Excerpts from segmentation records
----
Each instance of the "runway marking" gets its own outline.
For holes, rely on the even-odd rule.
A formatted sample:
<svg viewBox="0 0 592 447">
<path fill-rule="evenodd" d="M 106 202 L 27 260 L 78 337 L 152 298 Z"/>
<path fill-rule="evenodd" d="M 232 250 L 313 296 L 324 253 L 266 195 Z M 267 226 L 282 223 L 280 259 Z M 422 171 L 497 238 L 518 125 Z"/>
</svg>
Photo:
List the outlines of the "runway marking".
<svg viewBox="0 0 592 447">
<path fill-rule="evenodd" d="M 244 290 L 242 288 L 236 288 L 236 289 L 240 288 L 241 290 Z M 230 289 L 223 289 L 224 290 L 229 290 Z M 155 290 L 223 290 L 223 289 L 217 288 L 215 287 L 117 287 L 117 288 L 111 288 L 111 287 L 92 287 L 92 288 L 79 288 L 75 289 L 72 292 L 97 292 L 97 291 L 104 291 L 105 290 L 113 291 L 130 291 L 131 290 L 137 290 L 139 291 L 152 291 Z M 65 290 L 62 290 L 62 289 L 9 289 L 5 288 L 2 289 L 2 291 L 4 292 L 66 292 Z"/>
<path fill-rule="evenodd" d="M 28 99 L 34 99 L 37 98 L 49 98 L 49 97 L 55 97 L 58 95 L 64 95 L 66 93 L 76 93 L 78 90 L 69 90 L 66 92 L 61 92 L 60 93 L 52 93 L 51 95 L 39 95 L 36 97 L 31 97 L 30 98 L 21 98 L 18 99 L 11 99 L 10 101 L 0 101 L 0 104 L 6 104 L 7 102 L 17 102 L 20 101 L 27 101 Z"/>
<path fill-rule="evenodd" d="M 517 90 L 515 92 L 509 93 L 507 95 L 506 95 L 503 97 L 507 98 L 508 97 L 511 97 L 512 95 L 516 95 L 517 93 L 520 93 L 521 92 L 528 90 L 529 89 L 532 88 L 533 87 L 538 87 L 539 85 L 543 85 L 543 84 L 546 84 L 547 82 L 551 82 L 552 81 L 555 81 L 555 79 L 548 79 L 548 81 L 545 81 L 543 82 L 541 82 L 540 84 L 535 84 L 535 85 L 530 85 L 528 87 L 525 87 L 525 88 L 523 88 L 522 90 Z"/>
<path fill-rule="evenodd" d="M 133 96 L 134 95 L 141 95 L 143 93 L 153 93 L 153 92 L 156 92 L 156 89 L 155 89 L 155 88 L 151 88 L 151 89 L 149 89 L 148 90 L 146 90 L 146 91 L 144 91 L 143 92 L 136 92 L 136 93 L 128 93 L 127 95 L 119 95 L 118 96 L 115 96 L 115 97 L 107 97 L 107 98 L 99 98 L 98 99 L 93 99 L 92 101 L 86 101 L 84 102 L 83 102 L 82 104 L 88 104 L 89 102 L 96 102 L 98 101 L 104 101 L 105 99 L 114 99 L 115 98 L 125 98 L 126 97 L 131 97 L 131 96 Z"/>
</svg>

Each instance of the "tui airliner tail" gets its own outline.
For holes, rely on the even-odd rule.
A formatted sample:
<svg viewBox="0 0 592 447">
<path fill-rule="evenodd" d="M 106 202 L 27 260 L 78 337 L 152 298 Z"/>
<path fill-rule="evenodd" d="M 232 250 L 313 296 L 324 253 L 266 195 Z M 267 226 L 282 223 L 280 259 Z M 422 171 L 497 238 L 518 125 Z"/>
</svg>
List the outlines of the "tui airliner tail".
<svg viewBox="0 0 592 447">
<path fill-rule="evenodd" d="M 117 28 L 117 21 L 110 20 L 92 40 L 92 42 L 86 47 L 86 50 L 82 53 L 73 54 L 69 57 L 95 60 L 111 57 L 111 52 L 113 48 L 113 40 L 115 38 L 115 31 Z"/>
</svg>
----
[Aim of the exercise]: Output all preceding records character for character.

[Result for this task]:
Each instance of the "runway marking" gets its own outline.
For holes, rely on the even-odd rule.
A formatted sample:
<svg viewBox="0 0 592 447">
<path fill-rule="evenodd" d="M 106 202 L 27 260 L 78 337 L 152 298 Z"/>
<path fill-rule="evenodd" d="M 232 250 L 313 296 L 324 253 L 266 195 Z M 267 226 L 282 223 L 280 259 Z M 422 171 L 497 238 L 518 125 Z"/>
</svg>
Photo:
List the outlines of the "runway marking".
<svg viewBox="0 0 592 447">
<path fill-rule="evenodd" d="M 244 290 L 242 288 L 236 288 L 236 289 L 240 288 L 241 290 Z M 230 289 L 223 289 L 224 290 L 229 290 Z M 155 290 L 223 290 L 223 289 L 217 288 L 215 287 L 117 287 L 117 288 L 111 288 L 111 287 L 92 287 L 92 288 L 79 288 L 75 289 L 72 292 L 97 292 L 97 291 L 104 291 L 105 290 L 113 291 L 130 291 L 131 290 L 137 290 L 139 291 L 152 291 Z M 65 290 L 62 290 L 62 289 L 9 289 L 5 288 L 2 289 L 2 291 L 4 292 L 66 292 Z"/>
<path fill-rule="evenodd" d="M 28 99 L 34 99 L 37 98 L 49 98 L 49 97 L 55 97 L 58 95 L 64 95 L 66 93 L 76 93 L 78 90 L 69 90 L 66 92 L 61 92 L 60 93 L 52 93 L 51 95 L 39 95 L 36 97 L 31 97 L 30 98 L 21 98 L 18 99 L 11 99 L 10 101 L 0 101 L 0 104 L 6 104 L 7 102 L 17 102 L 20 101 L 27 101 Z"/>
<path fill-rule="evenodd" d="M 517 90 L 515 92 L 509 93 L 507 95 L 506 95 L 503 97 L 507 98 L 508 97 L 511 97 L 512 95 L 516 95 L 517 93 L 520 93 L 521 92 L 528 90 L 529 89 L 532 88 L 533 87 L 538 87 L 539 85 L 543 85 L 543 84 L 546 84 L 547 82 L 551 82 L 552 81 L 555 81 L 555 79 L 548 79 L 548 81 L 545 81 L 543 82 L 541 82 L 540 84 L 535 84 L 535 85 L 530 85 L 528 87 L 525 87 L 525 88 L 523 88 L 522 90 Z"/>
<path fill-rule="evenodd" d="M 133 96 L 134 95 L 141 95 L 143 93 L 153 93 L 153 92 L 156 92 L 156 89 L 155 89 L 155 88 L 151 88 L 151 89 L 149 89 L 148 90 L 146 90 L 146 91 L 144 91 L 143 92 L 136 92 L 136 93 L 128 93 L 127 95 L 119 95 L 118 96 L 115 96 L 115 97 L 107 97 L 107 98 L 99 98 L 98 99 L 93 99 L 92 101 L 86 101 L 84 102 L 83 102 L 82 104 L 88 104 L 89 102 L 96 102 L 98 101 L 104 101 L 105 99 L 114 99 L 115 98 L 125 98 L 126 97 L 131 97 L 131 96 Z"/>
</svg>

Each instance of the "tui airliner tail" gets its own outline.
For holes, rely on the even-odd rule.
A formatted sample:
<svg viewBox="0 0 592 447">
<path fill-rule="evenodd" d="M 106 202 L 27 260 L 78 337 L 152 298 Z"/>
<path fill-rule="evenodd" d="M 232 250 L 313 296 L 324 253 L 266 195 Z M 267 226 L 282 223 L 280 259 Z M 422 171 L 497 238 L 518 125 Z"/>
</svg>
List the outlines of the "tui airliner tail".
<svg viewBox="0 0 592 447">
<path fill-rule="evenodd" d="M 117 28 L 117 21 L 110 20 L 92 40 L 92 42 L 86 47 L 86 50 L 82 53 L 73 54 L 69 57 L 95 60 L 111 57 L 111 52 L 113 48 L 113 40 L 115 38 L 115 31 Z"/>
</svg>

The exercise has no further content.